Directions
1/ In which issue of ONdrugDelivery did the text on 3D printing of personalized medicines appear?
2/ Can you sum up the text on 3D printing of personalized medicines in two sentences?
3/ Write the next part of the text on 3D printing of personalized medicines, picking up after its last sentence.

Text under study
_ _ _ _
3D PRINTING: THE FUTURE OF PERSONALISED MEDICINES

GI/ORAL

To Issue 173

Citation: Jørgensen A K, Basit A, Goyanes A, “3D Printing: The Future of Personalised Medicines”. ONdrugDelivery, Issue 173 (May/Jun 2025), pp 22–27.

Anna Kirstine Jørgensen, Dr Abdul Basit along with Dr Alvaro Goyanes, discuss the role of 3D printing in shaping the future of personalised medication, and explain how FABRX’s two pharmaceutical 3D printers can help unlock its potential – extending even beyond Earth.

The “standard medicine for standard patient” paradigm is well-known to be unsuitable, risking the safety of certain patients and patient groups, as well as being a factor for reduced efficacy and treatment adherence.1 Although conventional and large-scale manufacturing processes offer significant cost and production efficiencies, they remain highly inflexible in terms of varying dosage and product characteristics according to patient needs.
_ _ _ _
Records excerpted from a collection
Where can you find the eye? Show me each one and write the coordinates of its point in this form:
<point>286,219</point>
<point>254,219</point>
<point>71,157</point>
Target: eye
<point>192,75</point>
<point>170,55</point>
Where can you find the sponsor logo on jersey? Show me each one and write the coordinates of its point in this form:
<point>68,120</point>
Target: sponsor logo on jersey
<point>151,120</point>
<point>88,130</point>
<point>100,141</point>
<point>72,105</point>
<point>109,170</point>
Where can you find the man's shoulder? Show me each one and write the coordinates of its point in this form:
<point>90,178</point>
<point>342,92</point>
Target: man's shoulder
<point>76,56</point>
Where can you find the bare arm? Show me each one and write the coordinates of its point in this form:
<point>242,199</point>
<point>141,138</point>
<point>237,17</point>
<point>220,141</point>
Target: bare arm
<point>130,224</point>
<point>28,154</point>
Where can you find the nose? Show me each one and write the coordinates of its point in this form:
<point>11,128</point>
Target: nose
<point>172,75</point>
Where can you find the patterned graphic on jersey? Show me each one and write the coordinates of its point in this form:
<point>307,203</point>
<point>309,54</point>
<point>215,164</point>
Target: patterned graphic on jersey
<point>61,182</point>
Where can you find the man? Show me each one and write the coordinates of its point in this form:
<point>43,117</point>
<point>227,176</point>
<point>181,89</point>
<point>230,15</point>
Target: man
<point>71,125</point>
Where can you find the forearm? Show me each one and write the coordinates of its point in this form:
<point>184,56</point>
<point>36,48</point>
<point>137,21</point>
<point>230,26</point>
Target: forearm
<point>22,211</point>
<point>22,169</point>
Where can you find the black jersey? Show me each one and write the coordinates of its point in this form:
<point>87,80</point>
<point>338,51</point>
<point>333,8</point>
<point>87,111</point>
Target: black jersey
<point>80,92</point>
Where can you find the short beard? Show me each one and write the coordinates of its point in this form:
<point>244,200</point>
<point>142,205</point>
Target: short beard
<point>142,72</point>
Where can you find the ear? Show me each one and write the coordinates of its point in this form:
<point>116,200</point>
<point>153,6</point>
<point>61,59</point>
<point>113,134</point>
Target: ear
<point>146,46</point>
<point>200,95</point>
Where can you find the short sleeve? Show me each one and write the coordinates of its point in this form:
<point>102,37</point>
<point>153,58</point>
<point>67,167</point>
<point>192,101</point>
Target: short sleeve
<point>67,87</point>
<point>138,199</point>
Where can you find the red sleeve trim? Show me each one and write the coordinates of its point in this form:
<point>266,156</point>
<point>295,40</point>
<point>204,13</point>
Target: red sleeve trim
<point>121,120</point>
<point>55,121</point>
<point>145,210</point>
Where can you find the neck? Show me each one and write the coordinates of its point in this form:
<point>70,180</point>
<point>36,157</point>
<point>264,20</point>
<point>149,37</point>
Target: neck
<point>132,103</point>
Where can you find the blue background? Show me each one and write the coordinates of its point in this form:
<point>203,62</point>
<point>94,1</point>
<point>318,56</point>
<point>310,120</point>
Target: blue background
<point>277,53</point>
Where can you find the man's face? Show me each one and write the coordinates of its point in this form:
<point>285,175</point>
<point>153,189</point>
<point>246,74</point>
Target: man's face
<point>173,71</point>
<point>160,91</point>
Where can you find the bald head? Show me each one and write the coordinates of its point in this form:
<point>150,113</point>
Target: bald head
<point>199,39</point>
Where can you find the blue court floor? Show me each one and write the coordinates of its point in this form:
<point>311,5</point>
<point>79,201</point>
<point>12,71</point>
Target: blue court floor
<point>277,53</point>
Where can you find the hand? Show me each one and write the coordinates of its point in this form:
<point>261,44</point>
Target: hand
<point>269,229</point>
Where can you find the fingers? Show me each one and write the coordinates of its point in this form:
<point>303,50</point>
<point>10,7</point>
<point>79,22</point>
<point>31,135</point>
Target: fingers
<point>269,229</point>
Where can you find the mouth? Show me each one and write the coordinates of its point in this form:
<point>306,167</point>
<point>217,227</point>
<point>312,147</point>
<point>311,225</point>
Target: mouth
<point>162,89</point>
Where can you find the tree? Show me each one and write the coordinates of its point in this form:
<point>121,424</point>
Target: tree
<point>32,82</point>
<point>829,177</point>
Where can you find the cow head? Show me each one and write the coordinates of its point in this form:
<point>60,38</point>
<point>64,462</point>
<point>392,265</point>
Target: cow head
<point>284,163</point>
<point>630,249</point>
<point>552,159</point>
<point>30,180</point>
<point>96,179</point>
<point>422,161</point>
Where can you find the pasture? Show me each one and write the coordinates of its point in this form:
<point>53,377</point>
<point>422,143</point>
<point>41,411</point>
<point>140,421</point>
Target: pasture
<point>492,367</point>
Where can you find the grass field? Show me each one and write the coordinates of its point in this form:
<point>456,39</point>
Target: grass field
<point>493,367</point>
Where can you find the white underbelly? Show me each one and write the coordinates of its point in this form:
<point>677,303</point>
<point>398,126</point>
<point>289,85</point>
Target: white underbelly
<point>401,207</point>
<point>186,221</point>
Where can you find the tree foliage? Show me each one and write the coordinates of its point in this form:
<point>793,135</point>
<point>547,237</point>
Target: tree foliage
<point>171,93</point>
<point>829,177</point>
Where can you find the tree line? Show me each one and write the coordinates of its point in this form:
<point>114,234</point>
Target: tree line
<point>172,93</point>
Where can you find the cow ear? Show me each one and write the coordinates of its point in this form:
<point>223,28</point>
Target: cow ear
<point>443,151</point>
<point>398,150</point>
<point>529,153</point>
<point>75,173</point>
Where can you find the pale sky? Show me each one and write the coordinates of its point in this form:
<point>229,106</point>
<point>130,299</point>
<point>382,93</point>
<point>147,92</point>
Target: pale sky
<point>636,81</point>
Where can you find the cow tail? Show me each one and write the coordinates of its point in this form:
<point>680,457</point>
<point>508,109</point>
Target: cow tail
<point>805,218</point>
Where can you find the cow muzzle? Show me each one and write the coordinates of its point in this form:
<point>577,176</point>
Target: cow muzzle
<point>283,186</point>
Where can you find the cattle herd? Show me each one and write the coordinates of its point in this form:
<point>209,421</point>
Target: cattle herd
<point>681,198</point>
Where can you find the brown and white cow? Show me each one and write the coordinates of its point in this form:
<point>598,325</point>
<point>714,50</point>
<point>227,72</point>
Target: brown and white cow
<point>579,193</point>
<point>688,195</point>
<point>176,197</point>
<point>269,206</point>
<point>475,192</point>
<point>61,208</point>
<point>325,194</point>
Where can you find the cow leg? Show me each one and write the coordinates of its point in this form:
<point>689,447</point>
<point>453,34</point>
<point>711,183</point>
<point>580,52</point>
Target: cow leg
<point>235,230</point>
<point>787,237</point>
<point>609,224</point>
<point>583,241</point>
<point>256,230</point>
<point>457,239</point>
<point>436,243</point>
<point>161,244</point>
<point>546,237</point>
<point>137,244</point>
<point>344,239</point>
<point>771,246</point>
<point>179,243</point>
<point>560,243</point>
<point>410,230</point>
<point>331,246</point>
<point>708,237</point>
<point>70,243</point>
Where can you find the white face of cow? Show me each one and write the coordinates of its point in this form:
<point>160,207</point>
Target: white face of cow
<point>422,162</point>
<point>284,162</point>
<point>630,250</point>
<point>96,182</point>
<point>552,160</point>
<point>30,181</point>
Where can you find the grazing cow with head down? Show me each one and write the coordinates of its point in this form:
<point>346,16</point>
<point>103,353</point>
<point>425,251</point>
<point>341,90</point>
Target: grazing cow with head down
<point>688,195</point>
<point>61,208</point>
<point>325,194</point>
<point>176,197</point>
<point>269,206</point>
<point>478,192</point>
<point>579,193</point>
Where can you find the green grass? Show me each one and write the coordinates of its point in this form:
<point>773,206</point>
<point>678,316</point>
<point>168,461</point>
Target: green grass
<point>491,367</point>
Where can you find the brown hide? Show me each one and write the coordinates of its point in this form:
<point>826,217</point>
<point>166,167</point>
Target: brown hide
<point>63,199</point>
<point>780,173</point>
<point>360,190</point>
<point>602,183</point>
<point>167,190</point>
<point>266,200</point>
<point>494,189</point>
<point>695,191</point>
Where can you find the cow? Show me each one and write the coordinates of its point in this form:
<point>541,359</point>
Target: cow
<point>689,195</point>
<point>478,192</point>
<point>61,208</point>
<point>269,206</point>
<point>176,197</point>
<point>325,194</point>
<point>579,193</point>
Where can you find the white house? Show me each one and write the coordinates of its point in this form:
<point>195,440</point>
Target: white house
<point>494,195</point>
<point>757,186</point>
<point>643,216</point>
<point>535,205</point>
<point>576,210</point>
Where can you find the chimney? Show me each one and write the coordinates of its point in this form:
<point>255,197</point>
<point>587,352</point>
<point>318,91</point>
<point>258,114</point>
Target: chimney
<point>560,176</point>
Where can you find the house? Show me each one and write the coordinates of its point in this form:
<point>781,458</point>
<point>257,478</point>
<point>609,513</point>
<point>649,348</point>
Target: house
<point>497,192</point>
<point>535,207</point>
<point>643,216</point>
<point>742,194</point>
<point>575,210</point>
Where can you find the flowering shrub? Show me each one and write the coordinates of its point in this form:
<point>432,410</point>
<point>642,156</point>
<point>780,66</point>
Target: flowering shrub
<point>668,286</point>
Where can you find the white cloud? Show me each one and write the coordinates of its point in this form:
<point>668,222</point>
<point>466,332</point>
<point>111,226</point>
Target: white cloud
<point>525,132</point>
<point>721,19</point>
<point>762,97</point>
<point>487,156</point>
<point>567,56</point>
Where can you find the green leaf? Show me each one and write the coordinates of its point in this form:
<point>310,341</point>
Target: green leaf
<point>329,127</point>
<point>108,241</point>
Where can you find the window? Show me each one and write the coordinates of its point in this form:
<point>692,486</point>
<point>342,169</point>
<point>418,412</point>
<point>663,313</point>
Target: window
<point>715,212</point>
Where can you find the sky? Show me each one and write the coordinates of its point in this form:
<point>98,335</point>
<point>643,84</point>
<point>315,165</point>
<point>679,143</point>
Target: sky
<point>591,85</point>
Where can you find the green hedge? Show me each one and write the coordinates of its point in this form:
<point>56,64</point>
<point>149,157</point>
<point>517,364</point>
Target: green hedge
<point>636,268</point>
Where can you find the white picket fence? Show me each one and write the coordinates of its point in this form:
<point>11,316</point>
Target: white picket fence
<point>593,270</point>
_ _ _ _
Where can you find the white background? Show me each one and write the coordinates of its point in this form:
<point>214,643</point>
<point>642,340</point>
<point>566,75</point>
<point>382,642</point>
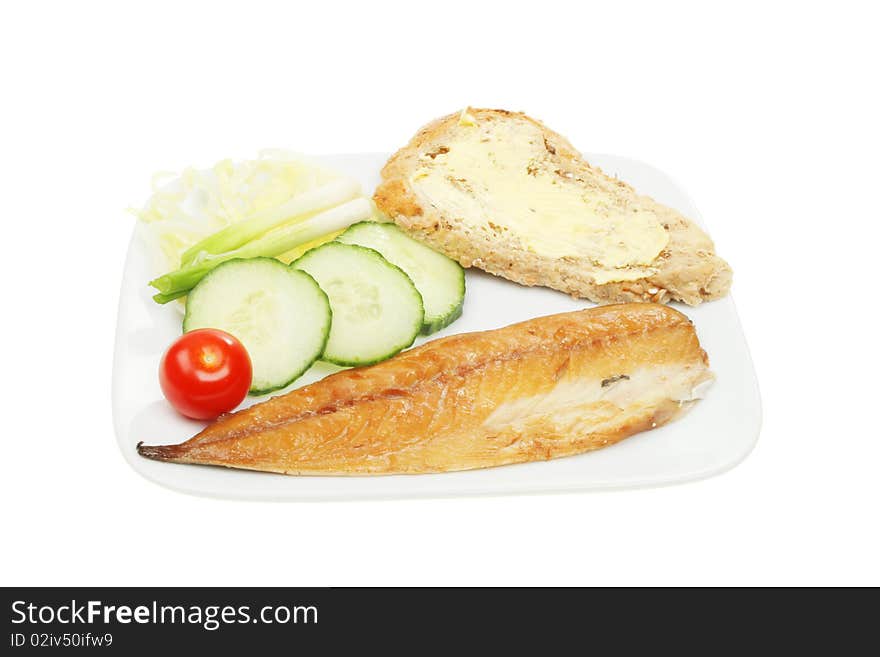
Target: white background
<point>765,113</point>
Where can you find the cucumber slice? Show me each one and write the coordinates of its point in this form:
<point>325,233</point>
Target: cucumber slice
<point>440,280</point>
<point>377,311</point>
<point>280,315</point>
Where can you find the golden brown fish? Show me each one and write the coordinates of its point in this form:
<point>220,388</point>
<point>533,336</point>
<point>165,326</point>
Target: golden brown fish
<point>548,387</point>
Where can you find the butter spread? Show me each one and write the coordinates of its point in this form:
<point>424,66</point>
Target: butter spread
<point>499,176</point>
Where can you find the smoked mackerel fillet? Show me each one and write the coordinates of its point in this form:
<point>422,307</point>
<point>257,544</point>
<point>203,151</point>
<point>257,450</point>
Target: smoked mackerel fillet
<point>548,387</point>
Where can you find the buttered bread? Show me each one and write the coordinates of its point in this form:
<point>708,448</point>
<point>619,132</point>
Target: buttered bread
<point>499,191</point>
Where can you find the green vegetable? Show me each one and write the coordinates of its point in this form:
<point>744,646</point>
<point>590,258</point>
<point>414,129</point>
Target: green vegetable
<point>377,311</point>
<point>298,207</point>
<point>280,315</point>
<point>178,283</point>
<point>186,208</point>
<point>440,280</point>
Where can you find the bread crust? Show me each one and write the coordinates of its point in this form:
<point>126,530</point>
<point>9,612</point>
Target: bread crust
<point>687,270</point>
_ _ _ _
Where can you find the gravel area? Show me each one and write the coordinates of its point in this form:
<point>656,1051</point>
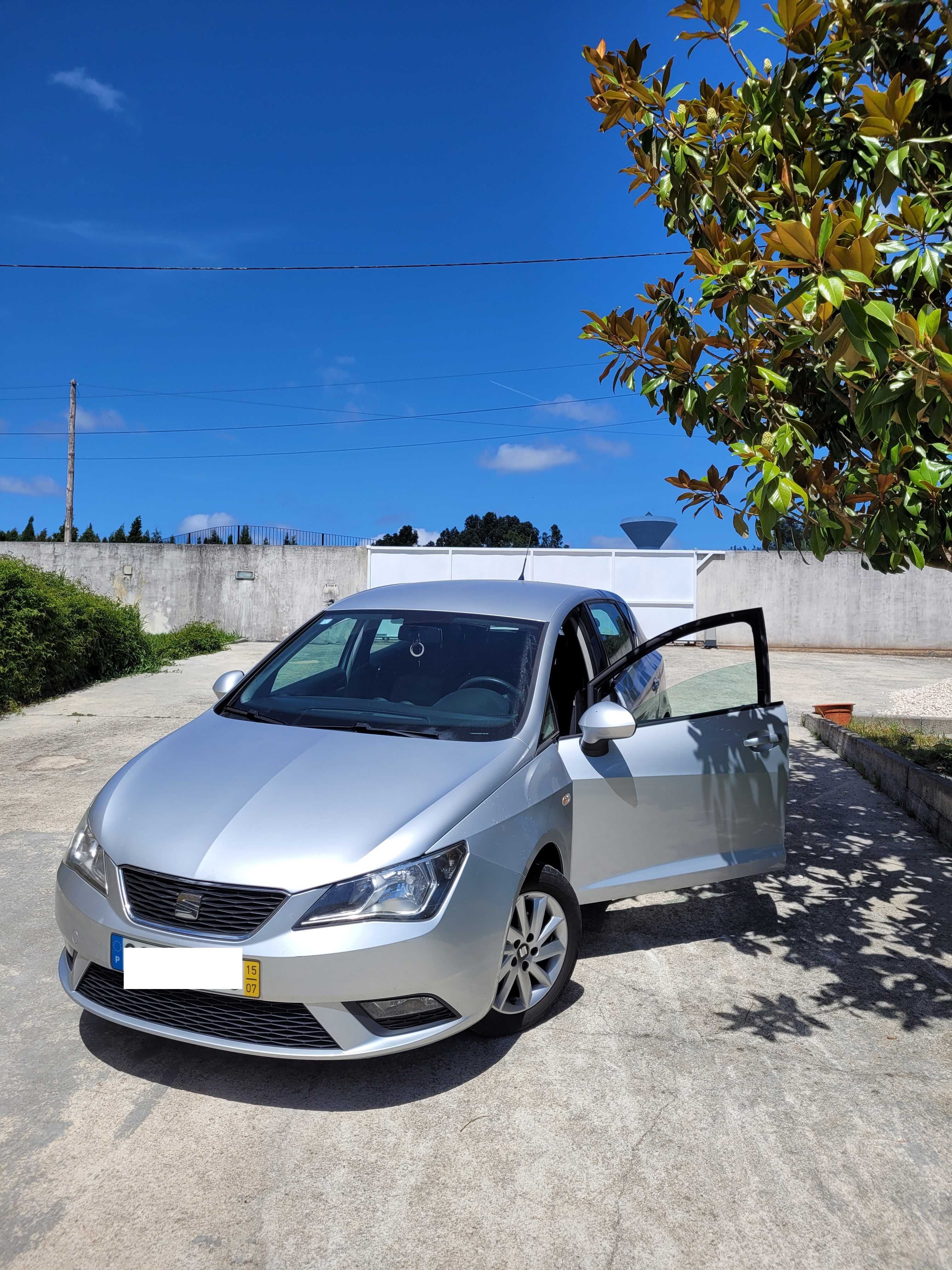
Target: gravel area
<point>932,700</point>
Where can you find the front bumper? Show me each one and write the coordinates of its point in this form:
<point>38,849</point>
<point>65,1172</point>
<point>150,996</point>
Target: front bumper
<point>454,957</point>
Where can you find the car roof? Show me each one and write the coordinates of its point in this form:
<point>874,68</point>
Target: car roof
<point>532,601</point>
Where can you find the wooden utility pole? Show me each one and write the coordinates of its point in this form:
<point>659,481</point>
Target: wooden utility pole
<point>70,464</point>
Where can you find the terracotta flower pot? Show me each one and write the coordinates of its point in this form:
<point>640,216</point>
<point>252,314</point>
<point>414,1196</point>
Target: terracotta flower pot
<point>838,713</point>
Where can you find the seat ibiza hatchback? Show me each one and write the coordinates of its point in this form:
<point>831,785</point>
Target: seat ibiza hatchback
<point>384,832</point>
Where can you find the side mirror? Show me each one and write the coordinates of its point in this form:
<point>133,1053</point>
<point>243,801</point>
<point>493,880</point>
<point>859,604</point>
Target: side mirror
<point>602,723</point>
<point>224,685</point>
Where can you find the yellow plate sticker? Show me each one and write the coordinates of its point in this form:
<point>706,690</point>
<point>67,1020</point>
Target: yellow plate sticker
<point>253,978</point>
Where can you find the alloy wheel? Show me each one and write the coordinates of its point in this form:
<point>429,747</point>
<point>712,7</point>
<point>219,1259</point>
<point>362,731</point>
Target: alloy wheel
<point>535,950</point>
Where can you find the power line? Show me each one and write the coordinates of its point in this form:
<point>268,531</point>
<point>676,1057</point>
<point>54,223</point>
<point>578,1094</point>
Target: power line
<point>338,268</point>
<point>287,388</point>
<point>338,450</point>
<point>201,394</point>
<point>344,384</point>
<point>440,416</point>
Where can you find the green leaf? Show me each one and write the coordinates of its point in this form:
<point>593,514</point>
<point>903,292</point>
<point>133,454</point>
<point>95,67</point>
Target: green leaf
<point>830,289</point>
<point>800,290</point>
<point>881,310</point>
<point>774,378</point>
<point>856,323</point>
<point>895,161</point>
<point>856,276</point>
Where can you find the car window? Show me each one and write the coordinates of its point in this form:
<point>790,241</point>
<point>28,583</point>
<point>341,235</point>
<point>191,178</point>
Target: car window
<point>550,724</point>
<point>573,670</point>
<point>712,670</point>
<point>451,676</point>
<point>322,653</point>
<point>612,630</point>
_ _ _ _
Written answers
1/ Issue 173 (May/Jun 2025).

2/ Anna Kirstine Jørgensen, Dr Abdul Basit and Dr Alvaro Goyanes discuss how 3D printing can shape the future of personalized medication and how FABRX's two pharmaceutical 3D printers can help unlock its potential, even beyond Earth. They note that the "standard medicine for standard patient" approach risks the safety of some patients and reduces efficacy and adherence, while conventional large-scale manufacturing, though cost- and production-efficient, is too inflexible to vary dosage and product characteristics to patient needs.

3/
Three-dimensional (3D) printing is capable of accurately and effectively producing small batches of pharmaceuticals with tailored characteristics (such as dose differentiation, taste masking and release profiles). This technology is no longer just a crazy vision but is now actively being used to treat patients who are not benefitting from the one-size-fits-all approach.2,3

3D printing is a process whereby a 3D object is designed through computer-aided design software for subsequent printing in a layer-by-layer manner. While upscaling of binder jetting (a specific 3D printing technology) manufacturing processes has resulted in the successful commercialisation of Aprecia Pharmaceuticals’ (Mason, OH, US) SPRITAM® (levetiracetam) to treat epileptic seizures, it remains the only mass-manufactured 3D-printed medication available off-the-shelf to date, nearly a decade after receiving market authorisation.4

Since then, it has become increasingly evident that the small-scale and flexible nature of 3D printing might actually be its major selling point and the key to achieving personalised oral medicines through the so-called “virtuous cycle” (Figure 1).

Figure 1: The virtuous cycle of personalised medicines and how FABRX’s 3D printing technologies help realise this.

“FABRX HAS BEEN A DRIVING FORCE IN ADVANCING 3D PRINTING OF PERSONALISED DRUG PRODUCTS FROM NOVEL RESEARCH AND TRANSLATING IT INTO REAL-WORLD CLINICAL IMPACT.”

FABRX has been a driving force in advancing 3D printing of personalised drug products from novel research and translating it into real-world clinical impact.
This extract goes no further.